### DATA SHOWN
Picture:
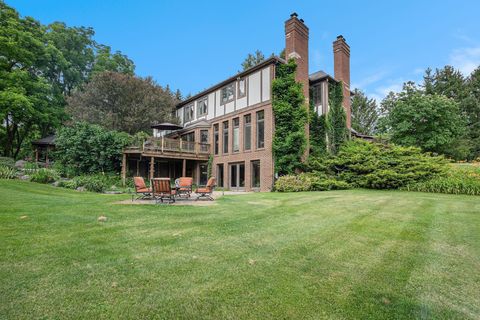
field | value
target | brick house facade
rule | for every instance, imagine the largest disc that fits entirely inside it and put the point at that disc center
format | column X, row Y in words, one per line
column 233, row 122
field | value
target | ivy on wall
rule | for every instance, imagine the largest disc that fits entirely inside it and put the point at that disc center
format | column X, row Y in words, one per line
column 336, row 119
column 291, row 117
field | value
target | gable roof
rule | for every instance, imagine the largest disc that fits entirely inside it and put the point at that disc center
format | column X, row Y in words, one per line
column 271, row 60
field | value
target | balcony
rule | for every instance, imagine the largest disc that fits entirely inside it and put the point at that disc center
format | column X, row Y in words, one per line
column 170, row 148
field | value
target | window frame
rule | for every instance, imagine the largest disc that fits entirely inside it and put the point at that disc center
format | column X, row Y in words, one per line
column 185, row 110
column 225, row 136
column 258, row 131
column 244, row 79
column 245, row 126
column 204, row 99
column 222, row 102
column 237, row 127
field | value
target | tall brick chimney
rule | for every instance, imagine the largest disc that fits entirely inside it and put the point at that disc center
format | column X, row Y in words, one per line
column 296, row 47
column 341, row 70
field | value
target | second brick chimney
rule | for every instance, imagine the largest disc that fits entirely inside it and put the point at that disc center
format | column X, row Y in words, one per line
column 341, row 69
column 296, row 47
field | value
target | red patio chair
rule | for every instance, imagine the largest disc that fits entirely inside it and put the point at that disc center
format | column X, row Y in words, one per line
column 141, row 189
column 162, row 190
column 206, row 191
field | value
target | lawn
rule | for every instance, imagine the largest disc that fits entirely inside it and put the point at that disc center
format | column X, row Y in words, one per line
column 355, row 254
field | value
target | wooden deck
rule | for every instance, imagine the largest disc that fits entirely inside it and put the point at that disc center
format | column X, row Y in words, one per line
column 171, row 148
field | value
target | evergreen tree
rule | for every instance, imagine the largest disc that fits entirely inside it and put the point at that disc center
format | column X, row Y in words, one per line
column 337, row 132
column 364, row 113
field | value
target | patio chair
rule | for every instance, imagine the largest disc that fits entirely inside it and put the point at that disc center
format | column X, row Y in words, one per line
column 162, row 190
column 184, row 186
column 206, row 191
column 141, row 189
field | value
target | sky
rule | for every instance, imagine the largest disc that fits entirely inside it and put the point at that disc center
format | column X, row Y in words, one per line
column 192, row 45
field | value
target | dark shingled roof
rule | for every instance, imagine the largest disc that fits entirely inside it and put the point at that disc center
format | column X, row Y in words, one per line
column 47, row 141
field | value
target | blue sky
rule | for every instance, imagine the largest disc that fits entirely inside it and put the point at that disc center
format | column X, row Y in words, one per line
column 193, row 45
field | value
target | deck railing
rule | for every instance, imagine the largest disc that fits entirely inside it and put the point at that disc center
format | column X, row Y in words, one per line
column 168, row 145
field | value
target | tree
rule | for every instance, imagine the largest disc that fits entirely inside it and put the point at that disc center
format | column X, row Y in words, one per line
column 290, row 115
column 122, row 102
column 429, row 121
column 364, row 113
column 84, row 148
column 337, row 132
column 252, row 60
column 27, row 105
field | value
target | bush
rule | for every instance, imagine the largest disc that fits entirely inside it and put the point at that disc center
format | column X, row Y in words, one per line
column 7, row 172
column 93, row 183
column 7, row 162
column 44, row 176
column 85, row 149
column 308, row 182
column 459, row 180
column 379, row 166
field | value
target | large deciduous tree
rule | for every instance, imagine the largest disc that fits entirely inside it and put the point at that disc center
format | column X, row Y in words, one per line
column 430, row 121
column 364, row 113
column 122, row 102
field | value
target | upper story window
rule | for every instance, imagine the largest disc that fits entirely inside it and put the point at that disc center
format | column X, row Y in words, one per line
column 260, row 129
column 236, row 135
column 188, row 113
column 203, row 136
column 317, row 95
column 202, row 107
column 227, row 93
column 242, row 87
column 215, row 138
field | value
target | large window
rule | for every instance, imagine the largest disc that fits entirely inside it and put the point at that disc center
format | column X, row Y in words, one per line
column 225, row 137
column 242, row 87
column 215, row 138
column 227, row 93
column 247, row 132
column 188, row 113
column 256, row 174
column 317, row 97
column 202, row 107
column 236, row 135
column 260, row 129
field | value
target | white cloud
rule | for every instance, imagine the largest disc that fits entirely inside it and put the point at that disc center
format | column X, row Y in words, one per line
column 465, row 59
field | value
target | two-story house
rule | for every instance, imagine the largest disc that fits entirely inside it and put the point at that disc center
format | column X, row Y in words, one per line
column 233, row 121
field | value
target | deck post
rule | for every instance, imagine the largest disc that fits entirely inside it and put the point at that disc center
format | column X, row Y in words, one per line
column 184, row 168
column 124, row 168
column 152, row 167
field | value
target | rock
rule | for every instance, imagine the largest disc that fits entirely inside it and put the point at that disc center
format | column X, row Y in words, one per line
column 20, row 164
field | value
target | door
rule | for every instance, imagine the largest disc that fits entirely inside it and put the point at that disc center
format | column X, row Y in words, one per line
column 237, row 176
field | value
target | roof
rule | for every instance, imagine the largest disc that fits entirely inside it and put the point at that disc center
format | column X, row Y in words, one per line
column 46, row 141
column 166, row 126
column 271, row 60
column 319, row 76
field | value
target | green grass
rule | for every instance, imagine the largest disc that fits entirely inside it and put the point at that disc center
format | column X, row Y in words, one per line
column 354, row 254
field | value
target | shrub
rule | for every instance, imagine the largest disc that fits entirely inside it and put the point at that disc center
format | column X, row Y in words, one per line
column 7, row 162
column 379, row 166
column 461, row 180
column 7, row 172
column 85, row 148
column 308, row 182
column 44, row 176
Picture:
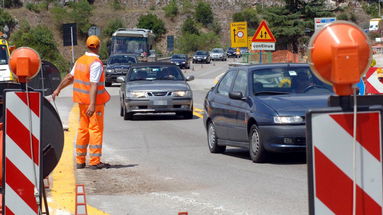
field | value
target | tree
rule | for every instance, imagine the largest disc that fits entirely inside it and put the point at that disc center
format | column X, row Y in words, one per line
column 171, row 9
column 189, row 26
column 204, row 13
column 41, row 39
column 153, row 23
column 112, row 26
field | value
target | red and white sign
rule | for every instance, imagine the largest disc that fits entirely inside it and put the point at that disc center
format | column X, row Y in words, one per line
column 373, row 85
column 332, row 163
column 22, row 152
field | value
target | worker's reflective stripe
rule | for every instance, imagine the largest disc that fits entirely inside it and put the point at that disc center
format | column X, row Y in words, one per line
column 87, row 91
column 81, row 146
column 88, row 83
column 95, row 146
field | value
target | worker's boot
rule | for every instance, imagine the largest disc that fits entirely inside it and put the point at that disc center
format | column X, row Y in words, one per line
column 80, row 166
column 100, row 166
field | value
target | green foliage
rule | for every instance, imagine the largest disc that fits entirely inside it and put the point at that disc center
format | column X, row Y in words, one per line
column 41, row 39
column 215, row 27
column 248, row 15
column 191, row 42
column 371, row 9
column 204, row 13
column 7, row 19
column 347, row 16
column 78, row 12
column 186, row 7
column 116, row 5
column 189, row 26
column 112, row 26
column 11, row 3
column 153, row 23
column 171, row 9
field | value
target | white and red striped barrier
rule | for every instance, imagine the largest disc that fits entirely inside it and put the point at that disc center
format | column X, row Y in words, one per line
column 330, row 160
column 22, row 156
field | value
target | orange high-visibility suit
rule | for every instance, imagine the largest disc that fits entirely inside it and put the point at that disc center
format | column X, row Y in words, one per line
column 90, row 131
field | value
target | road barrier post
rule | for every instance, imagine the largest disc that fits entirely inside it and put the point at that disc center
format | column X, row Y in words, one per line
column 344, row 141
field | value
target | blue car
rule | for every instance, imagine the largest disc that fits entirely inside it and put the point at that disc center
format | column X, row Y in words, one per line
column 262, row 108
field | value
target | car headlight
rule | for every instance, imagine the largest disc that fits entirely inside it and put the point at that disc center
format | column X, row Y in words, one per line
column 136, row 94
column 287, row 119
column 181, row 93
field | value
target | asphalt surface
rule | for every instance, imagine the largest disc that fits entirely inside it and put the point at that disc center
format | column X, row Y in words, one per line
column 161, row 165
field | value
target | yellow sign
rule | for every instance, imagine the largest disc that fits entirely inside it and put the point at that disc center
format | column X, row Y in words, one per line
column 263, row 34
column 238, row 34
column 249, row 42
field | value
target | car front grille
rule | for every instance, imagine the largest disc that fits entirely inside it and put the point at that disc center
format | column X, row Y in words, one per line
column 161, row 93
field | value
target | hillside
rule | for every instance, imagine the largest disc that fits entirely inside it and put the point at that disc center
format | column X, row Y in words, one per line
column 131, row 10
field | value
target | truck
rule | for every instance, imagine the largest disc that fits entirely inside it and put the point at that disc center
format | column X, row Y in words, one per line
column 135, row 41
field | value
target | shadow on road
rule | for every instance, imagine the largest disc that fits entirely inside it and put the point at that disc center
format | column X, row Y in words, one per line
column 158, row 117
column 119, row 166
column 273, row 158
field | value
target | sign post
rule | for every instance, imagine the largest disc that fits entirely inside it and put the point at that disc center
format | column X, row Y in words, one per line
column 238, row 34
column 263, row 39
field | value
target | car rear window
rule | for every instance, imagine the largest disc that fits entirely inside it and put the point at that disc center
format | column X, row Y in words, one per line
column 288, row 80
column 151, row 73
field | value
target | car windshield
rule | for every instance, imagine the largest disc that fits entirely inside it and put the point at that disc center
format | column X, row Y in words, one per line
column 123, row 59
column 3, row 55
column 201, row 53
column 217, row 50
column 179, row 56
column 280, row 80
column 151, row 73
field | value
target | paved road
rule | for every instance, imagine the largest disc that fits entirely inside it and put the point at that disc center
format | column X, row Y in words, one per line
column 161, row 165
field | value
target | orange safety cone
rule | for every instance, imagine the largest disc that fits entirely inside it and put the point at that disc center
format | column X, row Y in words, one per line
column 340, row 54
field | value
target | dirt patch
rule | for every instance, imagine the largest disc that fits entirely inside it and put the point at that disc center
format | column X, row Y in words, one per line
column 126, row 180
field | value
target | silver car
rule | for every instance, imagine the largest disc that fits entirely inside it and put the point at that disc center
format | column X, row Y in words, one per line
column 218, row 54
column 155, row 88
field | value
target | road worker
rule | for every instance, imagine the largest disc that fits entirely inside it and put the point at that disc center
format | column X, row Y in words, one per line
column 89, row 92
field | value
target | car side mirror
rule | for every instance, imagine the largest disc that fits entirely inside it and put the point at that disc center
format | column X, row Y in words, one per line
column 236, row 95
column 120, row 79
column 190, row 78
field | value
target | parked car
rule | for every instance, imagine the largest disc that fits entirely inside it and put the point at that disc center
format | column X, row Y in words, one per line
column 118, row 65
column 262, row 108
column 232, row 52
column 154, row 88
column 201, row 57
column 180, row 60
column 218, row 54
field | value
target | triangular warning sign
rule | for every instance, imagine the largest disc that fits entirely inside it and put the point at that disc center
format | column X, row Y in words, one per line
column 263, row 34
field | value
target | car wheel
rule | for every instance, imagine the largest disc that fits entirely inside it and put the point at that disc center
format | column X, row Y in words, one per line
column 256, row 149
column 212, row 140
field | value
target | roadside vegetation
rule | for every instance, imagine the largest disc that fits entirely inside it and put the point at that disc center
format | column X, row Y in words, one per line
column 41, row 39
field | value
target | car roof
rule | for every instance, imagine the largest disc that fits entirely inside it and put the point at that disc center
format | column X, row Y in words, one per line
column 271, row 65
column 153, row 64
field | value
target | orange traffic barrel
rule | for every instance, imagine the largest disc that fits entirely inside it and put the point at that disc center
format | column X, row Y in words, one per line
column 340, row 54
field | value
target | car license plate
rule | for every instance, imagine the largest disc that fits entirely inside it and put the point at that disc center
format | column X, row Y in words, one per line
column 160, row 102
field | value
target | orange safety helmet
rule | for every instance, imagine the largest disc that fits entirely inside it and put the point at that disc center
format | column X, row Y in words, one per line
column 93, row 42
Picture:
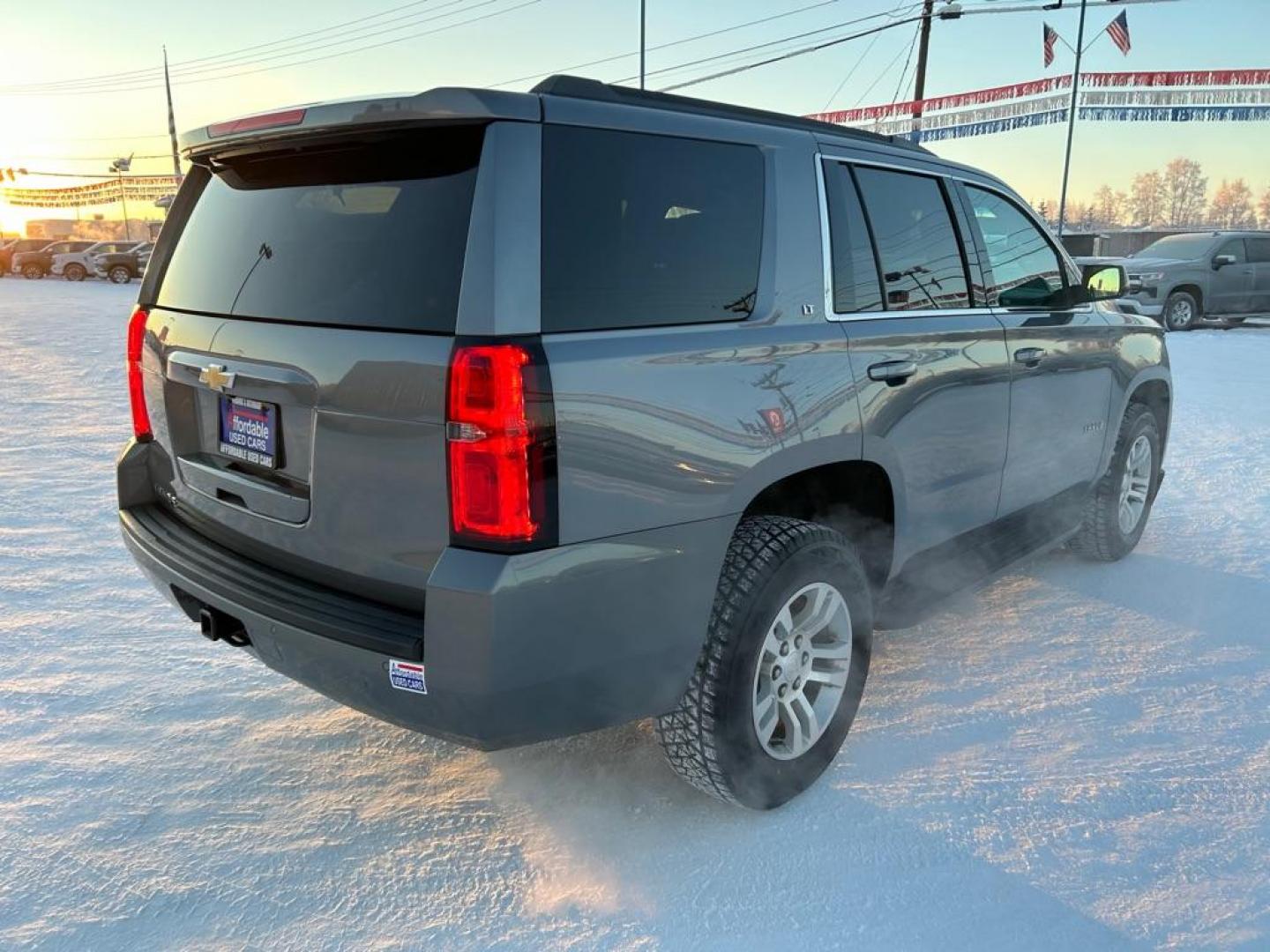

### HOW TO COMPLETE THIS TASK
Give the number of lines in the listing that hold "window", with no other words.

### EXPECTED ANSWER
4